(INPUT RECORDS):
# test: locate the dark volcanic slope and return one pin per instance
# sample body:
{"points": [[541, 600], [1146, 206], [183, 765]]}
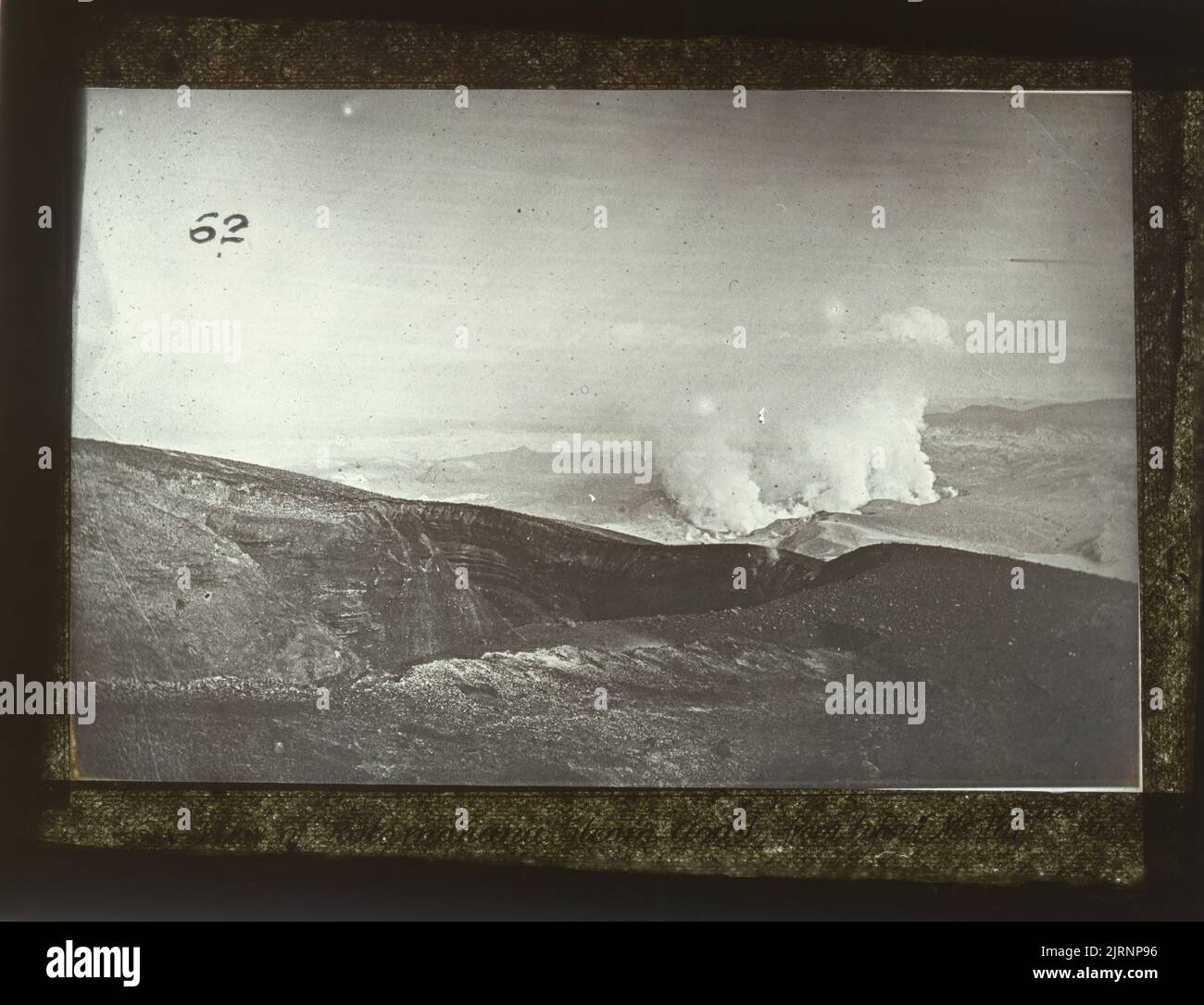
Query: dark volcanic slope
{"points": [[307, 579], [296, 580]]}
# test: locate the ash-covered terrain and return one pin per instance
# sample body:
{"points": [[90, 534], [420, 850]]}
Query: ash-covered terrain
{"points": [[466, 646]]}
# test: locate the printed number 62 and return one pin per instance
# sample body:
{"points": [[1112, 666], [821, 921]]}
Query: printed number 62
{"points": [[204, 233]]}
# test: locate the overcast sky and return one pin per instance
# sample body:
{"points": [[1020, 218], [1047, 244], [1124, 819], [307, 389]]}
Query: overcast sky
{"points": [[484, 217]]}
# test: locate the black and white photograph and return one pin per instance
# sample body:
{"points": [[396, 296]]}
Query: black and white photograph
{"points": [[606, 438]]}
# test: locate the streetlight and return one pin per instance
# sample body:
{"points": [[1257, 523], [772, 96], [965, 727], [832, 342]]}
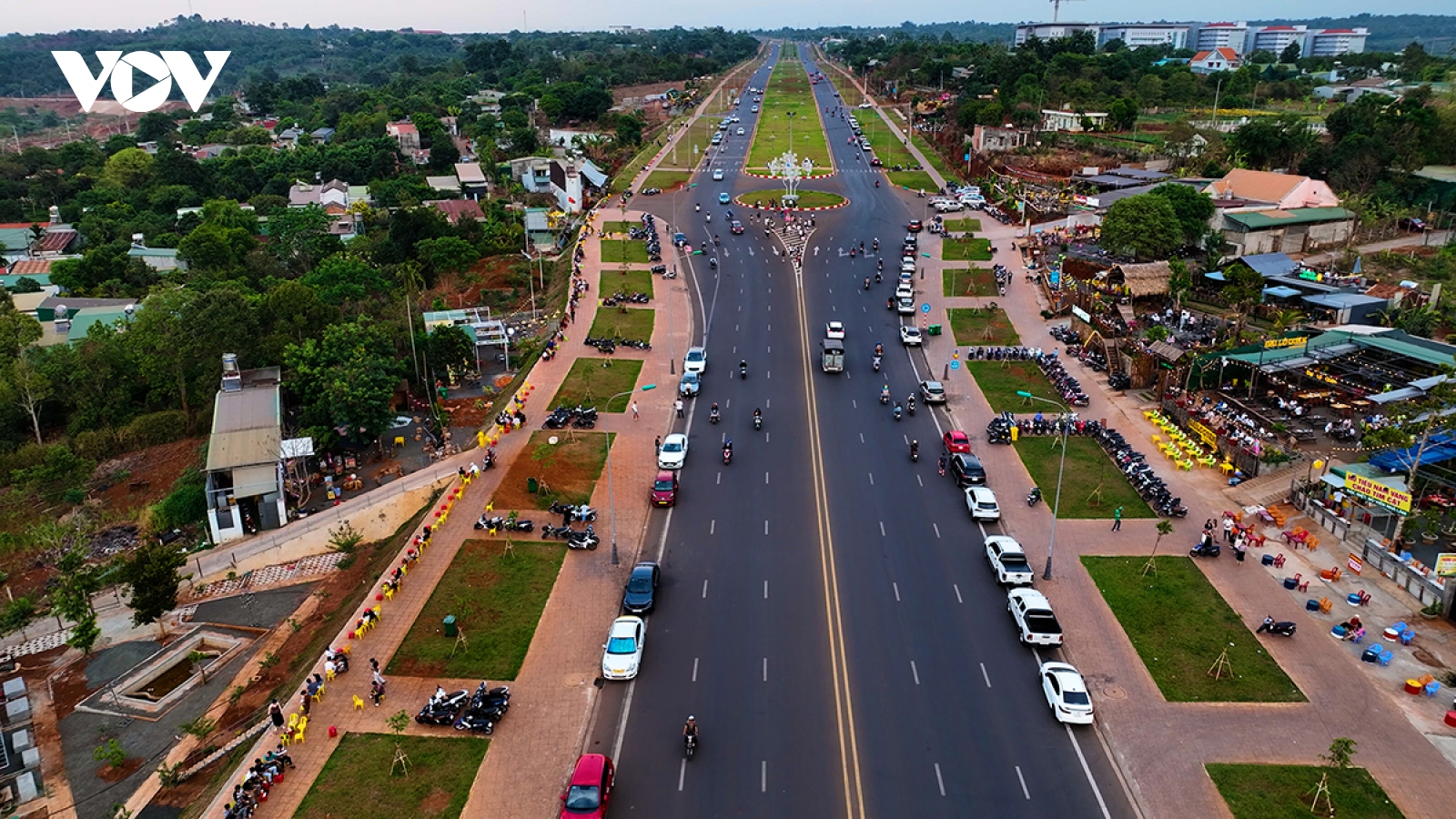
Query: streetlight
{"points": [[612, 503], [1056, 501]]}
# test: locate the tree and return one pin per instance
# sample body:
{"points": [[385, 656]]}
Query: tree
{"points": [[1143, 227], [152, 573], [1191, 207], [347, 379], [128, 169], [1123, 114]]}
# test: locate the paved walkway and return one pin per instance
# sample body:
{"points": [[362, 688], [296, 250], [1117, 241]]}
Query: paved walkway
{"points": [[1161, 746]]}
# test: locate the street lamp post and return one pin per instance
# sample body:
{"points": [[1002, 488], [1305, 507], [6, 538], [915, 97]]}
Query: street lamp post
{"points": [[612, 501], [1056, 503]]}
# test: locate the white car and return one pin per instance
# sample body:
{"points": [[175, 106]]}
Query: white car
{"points": [[1031, 610], [1008, 561], [982, 503], [1067, 693], [696, 360], [673, 452], [623, 647]]}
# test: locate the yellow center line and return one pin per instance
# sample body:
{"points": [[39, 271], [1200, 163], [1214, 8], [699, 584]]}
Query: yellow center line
{"points": [[844, 703]]}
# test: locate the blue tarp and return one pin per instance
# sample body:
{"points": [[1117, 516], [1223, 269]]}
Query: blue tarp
{"points": [[1441, 448]]}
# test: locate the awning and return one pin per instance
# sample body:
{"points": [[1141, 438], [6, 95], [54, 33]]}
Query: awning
{"points": [[249, 481]]}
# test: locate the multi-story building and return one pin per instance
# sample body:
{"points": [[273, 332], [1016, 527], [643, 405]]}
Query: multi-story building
{"points": [[1278, 38], [1138, 35], [1219, 35], [1332, 43]]}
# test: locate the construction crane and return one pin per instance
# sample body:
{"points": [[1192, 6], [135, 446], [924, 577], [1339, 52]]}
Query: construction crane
{"points": [[1056, 7]]}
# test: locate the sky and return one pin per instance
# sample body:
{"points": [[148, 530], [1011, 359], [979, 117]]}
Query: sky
{"points": [[584, 15]]}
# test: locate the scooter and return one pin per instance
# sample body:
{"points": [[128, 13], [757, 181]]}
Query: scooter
{"points": [[1285, 629]]}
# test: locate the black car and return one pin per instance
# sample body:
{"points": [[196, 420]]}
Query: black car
{"points": [[967, 470], [641, 593]]}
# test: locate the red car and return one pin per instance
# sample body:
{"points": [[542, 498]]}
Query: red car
{"points": [[664, 489], [590, 787], [956, 440]]}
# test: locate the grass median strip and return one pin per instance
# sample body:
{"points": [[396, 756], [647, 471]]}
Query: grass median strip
{"points": [[1179, 625], [497, 596], [987, 327], [359, 777], [1286, 792], [592, 380], [790, 92]]}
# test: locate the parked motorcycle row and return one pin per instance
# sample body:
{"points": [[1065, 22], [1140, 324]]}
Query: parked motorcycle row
{"points": [[579, 417], [477, 712]]}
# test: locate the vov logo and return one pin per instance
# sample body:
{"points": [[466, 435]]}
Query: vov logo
{"points": [[169, 66]]}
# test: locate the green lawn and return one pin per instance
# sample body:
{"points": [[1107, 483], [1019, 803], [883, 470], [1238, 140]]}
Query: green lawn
{"points": [[359, 777], [963, 225], [968, 281], [1286, 792], [790, 91], [912, 179], [807, 198], [593, 380], [667, 179], [628, 251], [497, 598], [633, 324], [1179, 625], [630, 281], [1092, 484], [973, 249], [983, 325], [936, 160]]}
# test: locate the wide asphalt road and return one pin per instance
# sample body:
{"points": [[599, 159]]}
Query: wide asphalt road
{"points": [[827, 612]]}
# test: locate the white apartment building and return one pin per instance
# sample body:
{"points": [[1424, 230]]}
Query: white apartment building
{"points": [[1138, 35]]}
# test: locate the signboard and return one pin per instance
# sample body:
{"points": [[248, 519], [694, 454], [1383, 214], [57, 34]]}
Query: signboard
{"points": [[1446, 564], [1280, 343], [1380, 493], [1208, 438]]}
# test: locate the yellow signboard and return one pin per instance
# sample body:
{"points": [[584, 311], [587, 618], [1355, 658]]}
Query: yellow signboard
{"points": [[1205, 433], [1380, 493]]}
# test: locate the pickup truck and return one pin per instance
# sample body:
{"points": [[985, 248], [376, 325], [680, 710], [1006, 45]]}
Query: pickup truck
{"points": [[1034, 618], [1008, 561]]}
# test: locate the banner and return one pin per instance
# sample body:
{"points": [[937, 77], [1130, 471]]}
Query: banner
{"points": [[1446, 564], [1385, 496]]}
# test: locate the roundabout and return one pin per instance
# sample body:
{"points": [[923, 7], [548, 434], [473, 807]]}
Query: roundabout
{"points": [[807, 200]]}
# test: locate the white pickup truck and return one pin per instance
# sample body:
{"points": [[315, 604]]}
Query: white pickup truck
{"points": [[1034, 618]]}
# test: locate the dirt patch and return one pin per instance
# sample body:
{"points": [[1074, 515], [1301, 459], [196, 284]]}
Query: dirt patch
{"points": [[571, 472], [114, 774]]}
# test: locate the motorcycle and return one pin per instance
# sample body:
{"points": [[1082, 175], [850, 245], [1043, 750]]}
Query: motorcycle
{"points": [[1285, 629]]}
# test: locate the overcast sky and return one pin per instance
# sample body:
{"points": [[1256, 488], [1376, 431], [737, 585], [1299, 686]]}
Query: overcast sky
{"points": [[579, 15]]}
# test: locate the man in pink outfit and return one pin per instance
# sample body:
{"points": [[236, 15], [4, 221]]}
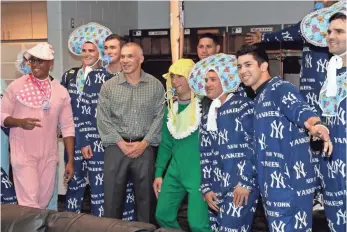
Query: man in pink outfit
{"points": [[32, 106]]}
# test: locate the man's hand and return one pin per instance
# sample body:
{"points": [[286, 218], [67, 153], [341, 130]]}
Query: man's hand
{"points": [[157, 185], [253, 38], [87, 152], [320, 131], [211, 199], [240, 195], [137, 149], [29, 123], [69, 172]]}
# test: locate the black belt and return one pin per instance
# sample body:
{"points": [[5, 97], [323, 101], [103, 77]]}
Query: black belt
{"points": [[133, 139]]}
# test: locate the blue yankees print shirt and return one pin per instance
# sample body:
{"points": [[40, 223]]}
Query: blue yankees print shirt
{"points": [[313, 67]]}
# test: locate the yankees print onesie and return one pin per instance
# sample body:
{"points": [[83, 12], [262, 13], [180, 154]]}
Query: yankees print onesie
{"points": [[226, 154], [89, 135], [285, 173], [333, 169]]}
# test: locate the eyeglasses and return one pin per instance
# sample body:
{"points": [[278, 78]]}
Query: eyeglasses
{"points": [[32, 61]]}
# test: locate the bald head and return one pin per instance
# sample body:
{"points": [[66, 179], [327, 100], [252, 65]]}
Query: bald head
{"points": [[134, 46], [131, 58]]}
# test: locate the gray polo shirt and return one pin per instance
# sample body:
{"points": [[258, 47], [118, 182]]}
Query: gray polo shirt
{"points": [[131, 111]]}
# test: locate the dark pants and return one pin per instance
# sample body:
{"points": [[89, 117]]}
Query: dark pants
{"points": [[116, 170]]}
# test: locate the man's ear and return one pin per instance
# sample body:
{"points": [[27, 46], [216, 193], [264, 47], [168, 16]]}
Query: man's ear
{"points": [[264, 66]]}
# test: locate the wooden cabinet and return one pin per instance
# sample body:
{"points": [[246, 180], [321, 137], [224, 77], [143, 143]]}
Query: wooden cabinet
{"points": [[23, 20]]}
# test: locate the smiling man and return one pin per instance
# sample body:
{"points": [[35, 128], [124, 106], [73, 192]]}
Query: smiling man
{"points": [[32, 106], [208, 45], [129, 119], [87, 42], [285, 172], [332, 101]]}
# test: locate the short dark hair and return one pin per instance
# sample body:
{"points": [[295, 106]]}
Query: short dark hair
{"points": [[121, 40], [258, 53], [338, 15], [210, 36]]}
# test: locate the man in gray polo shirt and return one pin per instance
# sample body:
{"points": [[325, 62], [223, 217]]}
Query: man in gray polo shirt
{"points": [[130, 114]]}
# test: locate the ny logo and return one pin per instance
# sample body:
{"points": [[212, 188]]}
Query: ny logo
{"points": [[222, 137], [300, 220], [214, 135], [225, 179], [308, 59], [278, 227], [86, 110], [286, 171], [277, 130], [331, 226], [290, 126], [339, 118], [265, 189], [72, 203], [207, 172], [101, 211], [236, 210], [299, 168], [221, 210], [311, 98], [205, 141], [335, 167], [244, 228], [100, 78], [341, 215], [99, 179], [278, 178], [261, 141], [322, 65], [241, 167], [130, 198], [290, 97], [261, 97], [286, 36], [332, 169], [98, 147], [238, 125], [6, 182], [84, 165]]}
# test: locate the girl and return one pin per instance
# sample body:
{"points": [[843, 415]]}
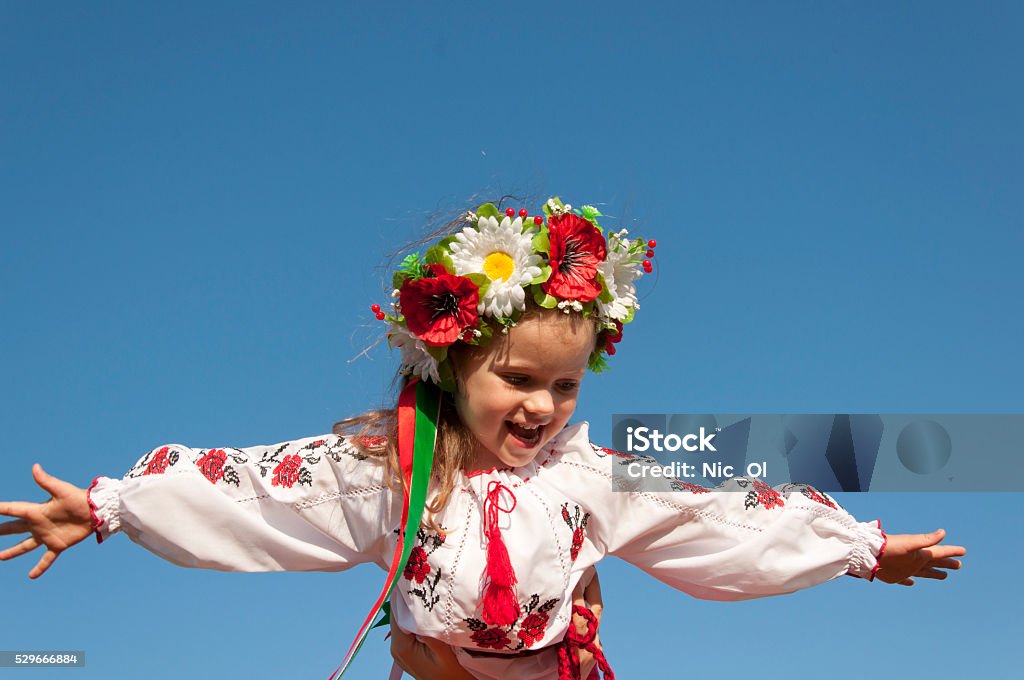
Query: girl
{"points": [[504, 316]]}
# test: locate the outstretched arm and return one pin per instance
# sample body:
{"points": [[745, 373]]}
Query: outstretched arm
{"points": [[907, 555], [57, 523]]}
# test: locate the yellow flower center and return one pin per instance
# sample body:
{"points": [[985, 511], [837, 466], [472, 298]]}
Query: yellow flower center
{"points": [[499, 265]]}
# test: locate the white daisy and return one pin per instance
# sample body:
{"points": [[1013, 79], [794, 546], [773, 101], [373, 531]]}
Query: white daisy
{"points": [[505, 255], [415, 358], [620, 270]]}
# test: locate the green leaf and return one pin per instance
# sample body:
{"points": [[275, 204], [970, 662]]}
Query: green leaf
{"points": [[398, 279], [486, 332], [542, 242], [543, 299], [487, 210], [605, 295], [481, 281], [547, 208], [544, 275], [446, 377], [439, 255], [439, 353]]}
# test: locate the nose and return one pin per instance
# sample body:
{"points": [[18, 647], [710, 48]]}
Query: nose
{"points": [[540, 402]]}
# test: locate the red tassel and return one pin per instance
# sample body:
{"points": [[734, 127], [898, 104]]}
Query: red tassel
{"points": [[501, 603]]}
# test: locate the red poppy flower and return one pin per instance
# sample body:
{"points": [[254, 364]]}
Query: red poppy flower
{"points": [[212, 464], [577, 249], [417, 567], [611, 338], [287, 471], [158, 464], [493, 637], [438, 308], [531, 629]]}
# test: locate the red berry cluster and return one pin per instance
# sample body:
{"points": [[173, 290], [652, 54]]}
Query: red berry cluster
{"points": [[647, 266], [523, 213]]}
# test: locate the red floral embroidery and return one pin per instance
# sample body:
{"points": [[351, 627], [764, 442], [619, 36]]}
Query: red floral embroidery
{"points": [[439, 308], [577, 543], [287, 471], [577, 249], [768, 497], [417, 567], [812, 494], [536, 615], [493, 637], [212, 464], [424, 579], [578, 522], [158, 464], [532, 627]]}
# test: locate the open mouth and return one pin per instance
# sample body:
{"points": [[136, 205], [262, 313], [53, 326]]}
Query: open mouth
{"points": [[526, 435]]}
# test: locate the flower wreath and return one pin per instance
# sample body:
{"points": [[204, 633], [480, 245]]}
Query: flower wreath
{"points": [[474, 283]]}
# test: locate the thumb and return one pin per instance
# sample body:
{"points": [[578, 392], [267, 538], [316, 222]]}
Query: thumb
{"points": [[48, 482], [927, 540]]}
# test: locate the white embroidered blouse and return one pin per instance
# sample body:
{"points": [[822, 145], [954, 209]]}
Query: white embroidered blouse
{"points": [[320, 504]]}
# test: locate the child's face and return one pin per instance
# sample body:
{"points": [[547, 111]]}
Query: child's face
{"points": [[518, 392]]}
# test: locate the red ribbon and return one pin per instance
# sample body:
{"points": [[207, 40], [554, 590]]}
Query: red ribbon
{"points": [[501, 604], [568, 660]]}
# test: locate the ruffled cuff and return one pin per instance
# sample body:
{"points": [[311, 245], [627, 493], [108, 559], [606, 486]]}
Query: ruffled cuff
{"points": [[867, 550], [104, 504]]}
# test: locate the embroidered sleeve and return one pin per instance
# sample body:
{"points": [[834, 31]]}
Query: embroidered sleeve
{"points": [[741, 540], [313, 504]]}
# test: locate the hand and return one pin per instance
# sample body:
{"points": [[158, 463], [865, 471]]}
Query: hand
{"points": [[425, 657], [58, 523], [588, 594], [909, 555]]}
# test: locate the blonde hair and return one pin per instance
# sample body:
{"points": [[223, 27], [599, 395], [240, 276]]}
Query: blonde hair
{"points": [[375, 433]]}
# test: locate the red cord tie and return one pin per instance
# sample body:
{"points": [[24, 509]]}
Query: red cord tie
{"points": [[501, 604], [568, 660]]}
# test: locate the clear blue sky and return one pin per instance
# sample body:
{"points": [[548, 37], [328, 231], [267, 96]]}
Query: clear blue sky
{"points": [[196, 200]]}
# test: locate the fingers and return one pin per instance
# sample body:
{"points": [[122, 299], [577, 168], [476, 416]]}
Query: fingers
{"points": [[43, 564], [947, 551], [14, 526], [15, 508], [28, 545], [946, 563]]}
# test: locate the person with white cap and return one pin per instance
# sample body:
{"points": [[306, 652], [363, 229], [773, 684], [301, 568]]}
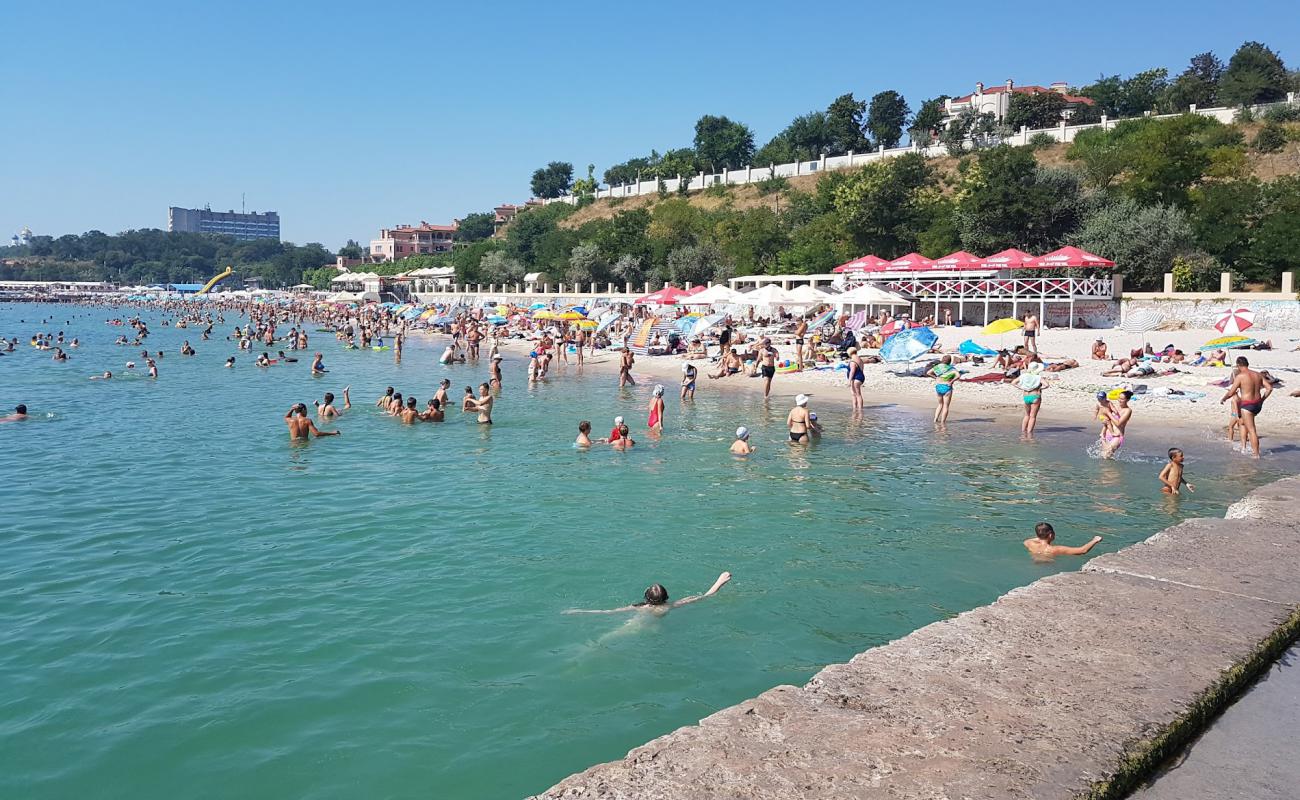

(TASK TO COMPLETE): With the pictures left out, give again exactly the lines from the one that contains "# test: locate the person" through the final line of the data above.

(ANSWER FOR THE TASK):
# test: locate the person with white cap and return one pin per instance
# sample body:
{"points": [[306, 652], [363, 229], [773, 684], [301, 568]]}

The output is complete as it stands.